- _WHAT YOU NEED TO DO_: Copy out the entries below word for word.

- _INFORMATION SUPPLIED_:
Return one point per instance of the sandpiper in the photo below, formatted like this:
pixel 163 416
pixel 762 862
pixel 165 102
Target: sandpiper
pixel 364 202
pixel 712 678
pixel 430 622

- _TASK RESPONSE_:
Return one point per instance of the sandpiper in the photo below, formatted like this:
pixel 163 416
pixel 762 862
pixel 165 102
Target: sandpiper
pixel 364 202
pixel 712 678
pixel 430 622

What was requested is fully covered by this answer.